Data records ->
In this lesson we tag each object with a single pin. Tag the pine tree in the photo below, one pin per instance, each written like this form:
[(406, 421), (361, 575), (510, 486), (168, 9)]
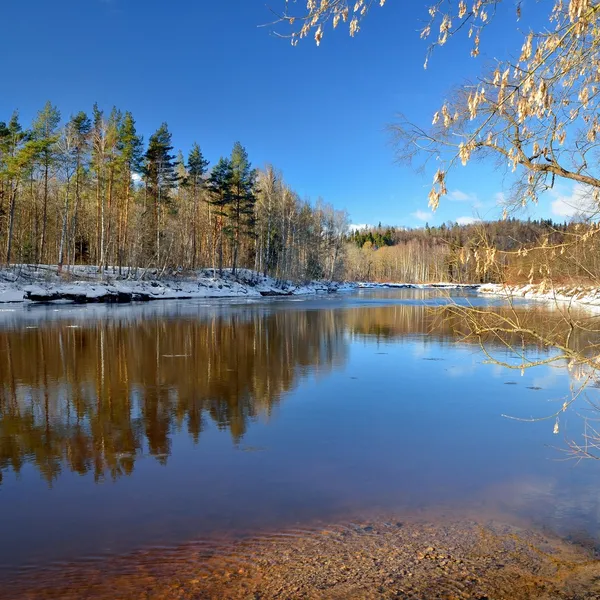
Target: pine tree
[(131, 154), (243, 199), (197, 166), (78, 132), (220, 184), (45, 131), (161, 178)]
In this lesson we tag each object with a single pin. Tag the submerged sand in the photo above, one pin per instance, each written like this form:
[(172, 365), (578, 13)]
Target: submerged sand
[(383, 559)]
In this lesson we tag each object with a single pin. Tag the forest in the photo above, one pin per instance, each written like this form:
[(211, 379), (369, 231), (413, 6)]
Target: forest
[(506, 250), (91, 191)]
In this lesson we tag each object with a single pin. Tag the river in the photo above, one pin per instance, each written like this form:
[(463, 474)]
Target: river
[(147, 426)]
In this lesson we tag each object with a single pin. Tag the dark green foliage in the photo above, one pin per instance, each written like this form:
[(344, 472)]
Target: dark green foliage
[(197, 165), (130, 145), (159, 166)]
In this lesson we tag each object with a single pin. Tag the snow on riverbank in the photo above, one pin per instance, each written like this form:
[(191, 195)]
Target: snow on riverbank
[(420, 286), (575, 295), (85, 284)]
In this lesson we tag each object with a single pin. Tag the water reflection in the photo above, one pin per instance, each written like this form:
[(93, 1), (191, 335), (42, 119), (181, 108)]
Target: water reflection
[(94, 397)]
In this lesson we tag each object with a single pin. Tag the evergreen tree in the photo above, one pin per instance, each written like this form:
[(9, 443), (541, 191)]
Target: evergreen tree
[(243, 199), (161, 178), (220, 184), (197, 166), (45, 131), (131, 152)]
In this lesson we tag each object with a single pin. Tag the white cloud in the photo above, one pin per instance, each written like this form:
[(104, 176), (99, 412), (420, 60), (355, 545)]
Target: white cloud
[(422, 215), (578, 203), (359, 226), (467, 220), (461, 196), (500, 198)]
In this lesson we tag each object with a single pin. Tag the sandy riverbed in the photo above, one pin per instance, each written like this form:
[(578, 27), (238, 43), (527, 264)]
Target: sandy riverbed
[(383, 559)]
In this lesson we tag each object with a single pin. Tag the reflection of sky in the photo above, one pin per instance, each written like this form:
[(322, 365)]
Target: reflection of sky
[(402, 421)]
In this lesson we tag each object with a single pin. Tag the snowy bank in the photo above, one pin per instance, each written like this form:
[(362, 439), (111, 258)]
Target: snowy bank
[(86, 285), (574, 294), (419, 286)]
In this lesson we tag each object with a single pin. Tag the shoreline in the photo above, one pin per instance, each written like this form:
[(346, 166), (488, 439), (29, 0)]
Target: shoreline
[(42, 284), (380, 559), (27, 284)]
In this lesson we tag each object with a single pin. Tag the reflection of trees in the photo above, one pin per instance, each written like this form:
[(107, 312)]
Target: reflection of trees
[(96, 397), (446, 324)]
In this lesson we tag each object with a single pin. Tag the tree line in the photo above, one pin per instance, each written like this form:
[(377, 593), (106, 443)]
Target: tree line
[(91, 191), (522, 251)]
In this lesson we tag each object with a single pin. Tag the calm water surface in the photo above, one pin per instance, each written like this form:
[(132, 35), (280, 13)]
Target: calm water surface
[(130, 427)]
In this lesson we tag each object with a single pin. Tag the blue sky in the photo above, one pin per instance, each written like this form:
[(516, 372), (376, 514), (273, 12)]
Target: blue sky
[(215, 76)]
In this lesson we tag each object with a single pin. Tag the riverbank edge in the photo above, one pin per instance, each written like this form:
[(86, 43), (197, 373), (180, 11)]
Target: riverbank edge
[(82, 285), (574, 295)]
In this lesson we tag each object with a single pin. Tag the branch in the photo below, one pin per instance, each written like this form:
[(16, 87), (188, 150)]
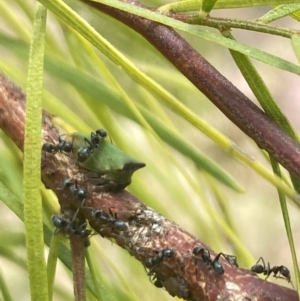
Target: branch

Request -> Update all of the material above by replacing "single pin" with "single point" wherever it occurs, leaving everything else unchanged. Omit the pictures from your version.

Solution to this exercise ->
In this lesson we tag each object with a single point. Tag the pine tree in the photo below, one pin per instance, each written like this form:
[(406, 421), (361, 575), (510, 486), (168, 9)]
Target: pine tree
[(131, 154), (243, 199), (197, 166), (78, 132), (220, 184), (45, 131), (161, 178)]
In this lesson we tag each object with a single point. Tag the submerged sand in the photo above, one pin per instance, each written like this form:
[(172, 365), (578, 13)]
Target: submerged sand
[(383, 559)]
In this lesson we tag each object with a single point. Tag the forest in the photo above, one pin per instance, each written like this form:
[(211, 379), (369, 231), (413, 6)]
Target: forest
[(506, 250), (91, 191)]
In this lesson we tag each object with a single point. Tag the river in the photo above, one pin per instance, each written like this form:
[(463, 474)]
Target: river
[(147, 426)]
In this lesson we tag each object with a single point. Tag the dark green foliage in the photo above, one pin per instance, each written like this form:
[(344, 472)]
Target: dark green foliage
[(197, 165), (130, 145), (159, 166)]
In this lesson we tag each object with a single point. Tag the snow on riverbank in the photo above, one pin per instance, each written like this form:
[(191, 195)]
Target: snow on riverbank
[(420, 286), (575, 295), (85, 284)]
In this lesson we tag each object with a single point. Tag the water reflection in the photo above, one pin per instance, each written like this form:
[(93, 1), (191, 335), (42, 119), (181, 108)]
Target: water reflection
[(94, 397)]
In this lesson we tag each object with a single point. Tag the evergreen tree in the photo above, one pin per instance, each written like this form:
[(9, 443), (541, 191)]
Target: evergreen tree
[(243, 199), (161, 178), (220, 184), (197, 166), (45, 131), (131, 152)]
In this lesson we tag each object with a single point. Tag the white cloud in the photo above, one pin per instance, each written like this form:
[(104, 176), (99, 412), (420, 60), (355, 545)]
Target: white cloud
[(422, 215), (578, 203), (359, 226), (467, 220), (461, 196), (500, 198)]
In this lesson we tag each object with a single point. Tag the sandy riverbed in the photo above, one pin per instance, each written like this form:
[(578, 27), (238, 43), (527, 264)]
Target: sandy riverbed
[(383, 559)]
In this lesson we tag each object with a single point. Tag the reflection of sky in the photo above, one pin per instance, each written like this form:
[(322, 365)]
Target: reflection of sky
[(402, 421)]
In this lesson we tag each object with a single point. Tag the snowy bank in the photo above, one pin per instance, each written like this form:
[(362, 439), (111, 258)]
Target: snowy bank
[(86, 285), (574, 294), (419, 286)]
In this lesson we tag each object with a single point. Tag the shoreline in the photo above, one pin per instance, each written like this form:
[(346, 166), (488, 439), (29, 0)]
Target: shoreline
[(42, 284), (380, 559), (27, 284)]
In this lesson we tag each object with a single point. Tag the reflection of trees in the photo above, one pin per instance, each written like this form:
[(107, 312)]
Target: reflection of trees
[(96, 397), (446, 324)]
In this lesson we tag each object with a single point. Tag the tree line in the photo above, one pin per instance, each written like this form:
[(377, 593), (106, 443)]
Target: tree line
[(91, 191), (522, 251)]
In this lesson we tag each object with a single point. Tag the calm water surface in the photo above, one pin per instance, each written like this form:
[(132, 35), (280, 13)]
Target: calm water surface
[(130, 427)]
In this lesson we tag each object with a single point. Tag the blue sky in the photo above, one pin per instance, each written like this form:
[(516, 372), (376, 514), (273, 12)]
Target: blue sky
[(215, 76)]
In this lesson we tag each object with a single point. Tag the riverbank edge in the photo above, one pin per instance, each written like this form:
[(86, 43), (197, 373), (180, 11)]
Target: riverbank edge
[(82, 285), (574, 295)]
In this lesson we tag each object with a single point. Tag the branch in the photo below, one pin per instance, each written like this form:
[(16, 87), (188, 150)]
Target: branch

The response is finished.